Text for analysis:
______________________________

Report: Psychedelic Drugs Reduce Crime

According to research, there’s a huge possibility that psychedelic drugs reduce crime, by rendering its users more empathetic and less prone to violence.
Report: Psychedelic Drugs Reduce Crime

In both the U.S. and the UK, psychedelic drugs are officially classified as some of the most dangerous substances known to the world, with the least use to medicine. This is patently false. First, psychedelics, like LSD, psilocybin and mescaline, simply aren’t a health risk. The opposite: they’re among the safest drugs in existence. Science tells us this. But it goes deeper than that. So, so much deeper. According to new research, there’s a huge possibility that psychedelic drugs reduce crime, by rendering its users more empathetic and less prone to violence.

The Safest Highs Around 

All drugs have what’s called a “safety ratio.” A measure of how hazardous to your health the substance truly is, the safety ratio is the drug’s lethal dose divided by its effective dose.

Heroin has a safety ratio of six, which means a shot of heroin only six times stronger than the amount necessary to feel its effects can kill.

Methamphetamine’s safety ratio is 10, and cocaine’s is 15.

LSD has a safety ratio of about 1,000—but even that is theoretical.

There’s only one instance of a fatal experiment with LSD, in which the departed ingested 320 milligrams—or 320,000 times the amount needed to understand a Terence McKenna lecture.

Marijuana, which has killed nobody, has a safety ratio of “>1000,” meaning scientists guess that while it’s theoretically possible to end someone’s life with THC, nobody knows, even remotely, how much THC it would require.

About the only “risk” posed by psychedelics is the disorientation and discomfort that someone tripping their face off may encounter. But even a bad trip might come with positive long-term outcomes, like relief from psychological torment including depression and anxiety—or the aforementioned disinclination towards violence and anti-social behavior.

According to new findings published last month by scientists at the University of Alabama, Birmingham in the Journal of Psychopharmacology, and highlighted in a recent post from AlterNet’s Phillip Smith, psychedelic drug use is connected with a decreased likelihood of criminal activity.

Tune In, Opt Out (Of Crime)

Researchers looked at the results from 13 years of the National Survey on Drug Use and Health, in which more than 480,000 American adults shared their drug and criminal histories. Respondents were asked to disclose their past experiences with psychedelics and their brushes with the law.

They found that past use of psychedelics—including DMT and mescaline, as well as LSD and psilocybin—is connected with an 18 percent decrease in the likelihood of an arrest for violent crime and a 22 percent decrease in arrests for property crime.

As per the university:

Having ever used a classic psychedelic was associated with a 27 percent decrease in the odds of committing larceny/theft, a 12 percent decrease in the odds of committing assault, a 22 percent decrease in the odds of arrest for a property crime, and an 18 percent decrease in the odds of arrest for a violent crime in the past year.

______________________________

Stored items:
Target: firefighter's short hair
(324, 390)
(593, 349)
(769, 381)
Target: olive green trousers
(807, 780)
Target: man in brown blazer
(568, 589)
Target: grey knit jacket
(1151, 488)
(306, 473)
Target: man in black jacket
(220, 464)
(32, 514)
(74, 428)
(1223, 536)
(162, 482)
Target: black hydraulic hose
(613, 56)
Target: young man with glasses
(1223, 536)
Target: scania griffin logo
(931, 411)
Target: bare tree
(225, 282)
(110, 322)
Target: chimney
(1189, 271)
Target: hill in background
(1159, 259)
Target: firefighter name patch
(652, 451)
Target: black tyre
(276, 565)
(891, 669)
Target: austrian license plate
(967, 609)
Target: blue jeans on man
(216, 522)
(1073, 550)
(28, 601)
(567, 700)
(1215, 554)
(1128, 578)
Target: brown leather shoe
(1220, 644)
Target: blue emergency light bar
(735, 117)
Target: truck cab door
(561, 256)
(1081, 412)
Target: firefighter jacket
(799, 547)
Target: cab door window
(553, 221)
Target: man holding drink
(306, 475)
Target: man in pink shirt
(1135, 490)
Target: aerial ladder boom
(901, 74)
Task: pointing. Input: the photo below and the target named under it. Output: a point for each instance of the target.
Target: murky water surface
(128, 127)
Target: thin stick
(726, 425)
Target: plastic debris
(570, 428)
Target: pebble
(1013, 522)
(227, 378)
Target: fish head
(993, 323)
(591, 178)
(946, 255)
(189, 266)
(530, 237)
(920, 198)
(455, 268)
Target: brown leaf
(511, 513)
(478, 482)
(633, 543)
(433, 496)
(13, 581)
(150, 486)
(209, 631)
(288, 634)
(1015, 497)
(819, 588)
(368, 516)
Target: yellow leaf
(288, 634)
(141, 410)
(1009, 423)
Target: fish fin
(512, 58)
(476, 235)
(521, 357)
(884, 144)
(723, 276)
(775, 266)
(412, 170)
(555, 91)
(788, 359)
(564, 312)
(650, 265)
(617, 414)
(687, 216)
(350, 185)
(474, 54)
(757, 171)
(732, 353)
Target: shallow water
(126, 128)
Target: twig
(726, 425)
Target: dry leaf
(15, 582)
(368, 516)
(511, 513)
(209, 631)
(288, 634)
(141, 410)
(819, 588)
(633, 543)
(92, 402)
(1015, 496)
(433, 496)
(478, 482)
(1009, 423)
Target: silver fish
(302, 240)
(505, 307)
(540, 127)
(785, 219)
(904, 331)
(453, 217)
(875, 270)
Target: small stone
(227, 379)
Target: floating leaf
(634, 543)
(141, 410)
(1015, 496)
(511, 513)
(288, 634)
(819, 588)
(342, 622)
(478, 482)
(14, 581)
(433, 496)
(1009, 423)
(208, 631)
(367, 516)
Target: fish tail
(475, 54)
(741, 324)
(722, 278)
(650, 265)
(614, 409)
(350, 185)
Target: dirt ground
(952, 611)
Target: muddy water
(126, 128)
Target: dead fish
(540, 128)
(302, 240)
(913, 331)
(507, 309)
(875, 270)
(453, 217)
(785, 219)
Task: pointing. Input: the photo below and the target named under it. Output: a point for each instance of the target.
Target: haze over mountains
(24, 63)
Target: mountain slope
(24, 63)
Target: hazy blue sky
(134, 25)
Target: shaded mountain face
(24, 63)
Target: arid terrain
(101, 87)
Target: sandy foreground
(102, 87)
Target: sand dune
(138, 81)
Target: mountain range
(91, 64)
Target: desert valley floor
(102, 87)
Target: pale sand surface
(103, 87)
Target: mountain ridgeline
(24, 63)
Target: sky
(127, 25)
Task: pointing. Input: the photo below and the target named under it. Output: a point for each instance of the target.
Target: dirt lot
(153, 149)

______________________________

Exercise set:
A – In the article on psychedelics and crime, rewrite the passage from "The Safest Highs" to "that is theoretical.", replacing "safety ratio" with "safety index".
B – Name every drug for which the article on psychedelics and crime states a safety ratio.
C – Write what comes next in the article on psychedelics and crime, picking up after its final sentence.
The data may be disregarded.

Answers for the exercise:
A –
The Safest Highs Around 

All drugs have what’s called a “safety index.” A measure of how hazardous to your health the substance truly is, the safety index is the drug’s lethal dose divided by its effective dose.

Heroin has a safety index of six, which means a shot of heroin only six times stronger than the amount necessary to feel its effects can kill.

Methamphetamine’s safety index is 10, and cocaine’s is 15.

LSD has a safety index of about 1,000—but even that is theoretical.

B – Heroin, methamphetamine, cocaine, LSD, marijuana

C –
The results aren’t all drug-positive: “lifetime illicit use of other drugs” showed an increase in arrests for violent or property crime, possibly suggesting a link between addiction and crimes necessary to support that addiction (or, to get full-on sociologist, a link between the disenfranchisement and barriers to employment that accompany entry into the criminal justice system and a turn towards crime to fill that resulting gap).

LSD And Magic Mushrooms For Health And Safety

Still, these findings that psychedelic drugs reduce crime are congruent with other research and conclusions from researchers that psychedelics are a blessing rather than a scourge—and, consistent with publicized findings about the beneficial role of MDMA and psilocybin in end-of-life scenarios. They also add more weight to convictions that these drugs have a genuine home in clinical and research settings, including, quite possibly, research into a “criminal mind,” and the possibility that a mind inclined toward ill behavior could be “corrected” through careful use of mind-bending drugs.

“These findings, coupled with both older and emerging bodies of evidence, make a case that classic psychedelics may provide enduring benefits for criminal justice populations,” lead researcher Peter Hendricks, an associate professor at the University of Alabama-Birmingham’s School of Public Health, said in a statement released by the university. “They certainly suggest that clinical research with classic psychedelics in forensic settings should be considered.”

Final Hit: Psychedelic Drugs Reduce Crime

This all begs another, more fundamental question: If that’s true, that psychedelics are safe and may have great benefit, why are they so tightly controlled?

The only logical argument is that they are powerful. While less dangerous to a working body than a shot of whiskey, there is the chance of an unpleasant episode. This is an argument for more psychedelic use, not less—because that would mean more knowledgeable guides.

Why would any healthy or equitable society want less of this—especially if psychedelic drugs reduce crime? It’s almost as if this is a blatant example of social control.